** Opening Exercise text block **

Palo Pinto County on Tour

 Raf, his sister Mary, and I went on the Palo Pinto County Tour presented each year by the Palo Pinto County Historical Commission.  Our first stop was Lovers Retreat.

Lovers Retreat is west of Palo Pinto just off of US Highway 180, situated on part of the old Bankhead Highway.  Now, you may be surprised, but we have never been there, and we were astounded with its beauty.

The name originally came, in one story, because a settler named Lovers who settled in Golconda, the first name of Palo Pinto, was out chasing stray cows when Indians spotted him.  He was able to hide from them in a cave above Eagle Creek near a spring.  He was successful in eluding the Indians.

The land was purchased by the Barney Carter family in 1932 is now in the hands of a Carter descendant, Mrs. Eloise Beckworth Davidson.  Her son, veteran Carter Beckworth, is buried on the land very near the creek.

** Closing Exercise text block **
** Opening Dataset excerpts block **

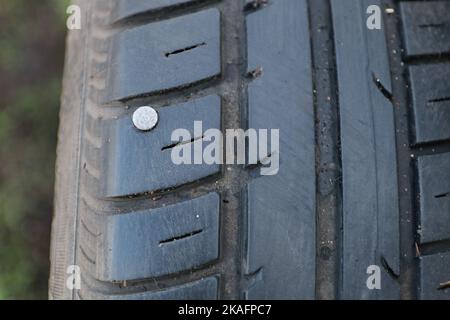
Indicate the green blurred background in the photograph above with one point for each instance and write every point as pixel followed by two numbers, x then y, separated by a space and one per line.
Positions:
pixel 32 34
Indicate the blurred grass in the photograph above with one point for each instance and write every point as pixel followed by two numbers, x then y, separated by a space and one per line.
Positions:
pixel 31 59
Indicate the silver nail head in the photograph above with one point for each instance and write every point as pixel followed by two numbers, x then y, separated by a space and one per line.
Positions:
pixel 145 118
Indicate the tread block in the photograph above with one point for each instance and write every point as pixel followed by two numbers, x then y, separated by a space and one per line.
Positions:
pixel 431 101
pixel 204 289
pixel 126 8
pixel 434 184
pixel 369 165
pixel 182 52
pixel 281 218
pixel 134 160
pixel 159 242
pixel 434 272
pixel 426 27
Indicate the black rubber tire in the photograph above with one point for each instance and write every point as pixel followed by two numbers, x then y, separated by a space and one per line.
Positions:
pixel 364 177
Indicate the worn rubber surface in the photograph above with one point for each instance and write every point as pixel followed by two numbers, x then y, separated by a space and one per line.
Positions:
pixel 364 179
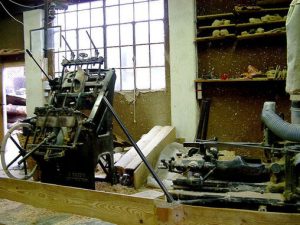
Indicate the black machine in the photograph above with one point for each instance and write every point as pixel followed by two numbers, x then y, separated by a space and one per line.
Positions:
pixel 272 182
pixel 70 135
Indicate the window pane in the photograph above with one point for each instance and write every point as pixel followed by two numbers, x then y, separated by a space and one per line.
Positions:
pixel 84 19
pixel 112 33
pixel 143 78
pixel 142 55
pixel 126 57
pixel 58 42
pixel 156 31
pixel 126 13
pixel 125 1
pixel 72 7
pixel 158 78
pixel 112 2
pixel 71 20
pixel 95 4
pixel 88 52
pixel 67 55
pixel 118 80
pixel 156 9
pixel 112 14
pixel 84 5
pixel 127 79
pixel 113 57
pixel 71 39
pixel 141 33
pixel 141 11
pixel 126 34
pixel 97 36
pixel 157 55
pixel 97 17
pixel 84 41
pixel 61 21
pixel 60 58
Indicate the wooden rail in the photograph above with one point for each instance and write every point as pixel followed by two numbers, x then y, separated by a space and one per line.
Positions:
pixel 125 209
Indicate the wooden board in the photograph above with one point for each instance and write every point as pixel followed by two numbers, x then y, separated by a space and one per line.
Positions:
pixel 123 209
pixel 141 173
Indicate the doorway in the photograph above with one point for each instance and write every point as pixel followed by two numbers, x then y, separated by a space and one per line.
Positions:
pixel 14 107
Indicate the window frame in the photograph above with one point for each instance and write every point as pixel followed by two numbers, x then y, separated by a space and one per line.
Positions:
pixel 120 47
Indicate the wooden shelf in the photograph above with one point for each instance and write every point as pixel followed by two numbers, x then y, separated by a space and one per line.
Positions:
pixel 211 38
pixel 216 27
pixel 255 36
pixel 244 25
pixel 270 10
pixel 215 16
pixel 235 80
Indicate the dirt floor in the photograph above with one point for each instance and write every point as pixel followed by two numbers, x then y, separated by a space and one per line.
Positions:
pixel 15 213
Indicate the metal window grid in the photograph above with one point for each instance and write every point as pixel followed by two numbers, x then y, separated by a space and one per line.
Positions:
pixel 105 47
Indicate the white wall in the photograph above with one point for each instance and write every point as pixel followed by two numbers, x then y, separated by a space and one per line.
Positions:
pixel 34 84
pixel 184 112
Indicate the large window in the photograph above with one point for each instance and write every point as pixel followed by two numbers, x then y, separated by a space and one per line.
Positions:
pixel 130 34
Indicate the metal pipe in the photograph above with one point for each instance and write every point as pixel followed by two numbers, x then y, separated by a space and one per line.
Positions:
pixel 109 106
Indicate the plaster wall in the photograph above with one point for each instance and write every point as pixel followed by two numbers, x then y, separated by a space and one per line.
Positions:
pixel 183 68
pixel 11 34
pixel 34 80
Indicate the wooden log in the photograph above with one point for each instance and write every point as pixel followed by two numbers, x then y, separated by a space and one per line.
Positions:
pixel 129 156
pixel 156 141
pixel 153 151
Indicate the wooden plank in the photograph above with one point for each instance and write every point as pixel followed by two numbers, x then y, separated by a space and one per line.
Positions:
pixel 141 173
pixel 212 216
pixel 114 208
pixel 262 35
pixel 211 38
pixel 129 156
pixel 215 16
pixel 122 209
pixel 7 52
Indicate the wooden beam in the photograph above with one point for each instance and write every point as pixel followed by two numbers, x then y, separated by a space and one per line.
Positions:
pixel 123 209
pixel 131 154
pixel 114 208
pixel 194 216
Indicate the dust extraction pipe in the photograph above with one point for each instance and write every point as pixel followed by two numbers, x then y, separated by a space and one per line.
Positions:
pixel 276 124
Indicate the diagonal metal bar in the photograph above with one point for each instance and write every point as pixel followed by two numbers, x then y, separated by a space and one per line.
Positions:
pixel 14 160
pixel 17 144
pixel 138 150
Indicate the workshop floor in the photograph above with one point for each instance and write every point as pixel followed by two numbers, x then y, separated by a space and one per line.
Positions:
pixel 15 213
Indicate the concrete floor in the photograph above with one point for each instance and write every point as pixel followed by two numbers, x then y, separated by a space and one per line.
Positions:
pixel 15 213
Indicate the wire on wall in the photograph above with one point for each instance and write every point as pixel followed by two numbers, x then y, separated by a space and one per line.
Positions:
pixel 10 14
pixel 25 6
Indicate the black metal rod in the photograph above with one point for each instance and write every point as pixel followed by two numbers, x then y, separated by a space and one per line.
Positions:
pixel 31 56
pixel 138 150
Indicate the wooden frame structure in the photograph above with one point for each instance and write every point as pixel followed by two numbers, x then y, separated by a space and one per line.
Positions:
pixel 125 209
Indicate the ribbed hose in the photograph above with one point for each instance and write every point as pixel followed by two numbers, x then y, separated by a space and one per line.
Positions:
pixel 278 126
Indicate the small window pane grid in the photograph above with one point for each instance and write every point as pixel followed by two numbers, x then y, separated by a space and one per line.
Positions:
pixel 128 33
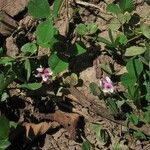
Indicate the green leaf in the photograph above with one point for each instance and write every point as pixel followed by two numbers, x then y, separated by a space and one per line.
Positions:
pixel 113 8
pixel 147 115
pixel 128 80
pixel 94 89
pixel 56 7
pixel 102 135
pixel 29 48
pixel 126 5
pixel 1 51
pixel 80 47
pixel 6 60
pixel 113 106
pixel 133 118
pixel 134 51
pixel 45 33
pixel 134 67
pixel 114 24
pixel 86 145
pixel 39 9
pixel 4 144
pixel 145 30
pixel 56 64
pixel 83 29
pixel 30 86
pixel 147 53
pixel 27 67
pixel 2 83
pixel 4 97
pixel 4 128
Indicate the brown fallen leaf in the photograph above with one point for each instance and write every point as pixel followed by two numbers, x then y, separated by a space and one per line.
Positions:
pixel 33 129
pixel 7 24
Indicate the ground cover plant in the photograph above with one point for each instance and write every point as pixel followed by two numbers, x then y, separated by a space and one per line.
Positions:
pixel 61 75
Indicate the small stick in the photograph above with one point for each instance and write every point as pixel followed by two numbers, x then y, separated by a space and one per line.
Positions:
pixel 90 5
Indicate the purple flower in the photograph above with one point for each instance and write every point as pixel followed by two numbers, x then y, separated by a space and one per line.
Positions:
pixel 45 74
pixel 107 85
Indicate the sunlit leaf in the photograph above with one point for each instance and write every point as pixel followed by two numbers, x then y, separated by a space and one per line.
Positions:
pixel 134 51
pixel 113 8
pixel 39 9
pixel 126 5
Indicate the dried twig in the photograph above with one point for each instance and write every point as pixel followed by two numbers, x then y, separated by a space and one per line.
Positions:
pixel 103 112
pixel 86 4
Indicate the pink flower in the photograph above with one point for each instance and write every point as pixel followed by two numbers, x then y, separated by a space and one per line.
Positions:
pixel 106 85
pixel 45 74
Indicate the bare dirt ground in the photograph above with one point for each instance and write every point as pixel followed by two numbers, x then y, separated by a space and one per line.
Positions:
pixel 25 107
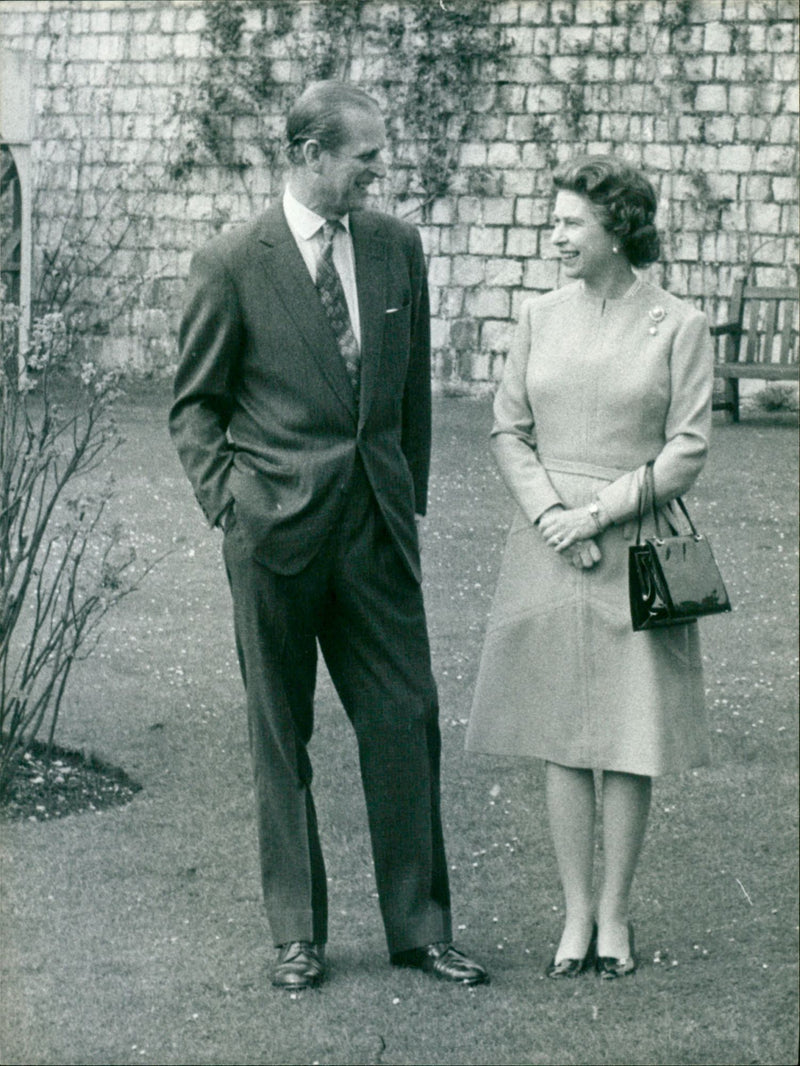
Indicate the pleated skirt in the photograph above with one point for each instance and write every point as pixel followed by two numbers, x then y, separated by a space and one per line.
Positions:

** Closing Dataset excerpts block **

■ **To do**
1. In the Palo Pinto County tour text, rewrite the passage from "Palo Pinto County on" up to and including "was Lovers Retreat.", replacing "stop" with "destination".
2. According to the Palo Pinto County tour text, who purchased the land at Lovers Retreat in 1932?
3. Summarize the Palo Pinto County tour text in two sentences.

■ **Results**
1.
Palo Pinto County on Tour

 Raf, his sister Mary, and I went on the Palo Pinto County Tour presented each year by the Palo Pinto County Historical Commission.  Our first destination was Lovers Retreat.

2. The Barney Carter family.

3. The writer, Raf, and his sister Mary went on the yearly Palo Pinto County Tour, and their first stop was Lovers Retreat, which astounded them with its beauty. In one story, the name came from a settler named Lovers who hid from Indians in a cave above Eagle Creek, and the land, bought by the Barney Carter family in 1932, now belongs to a Carter descendant.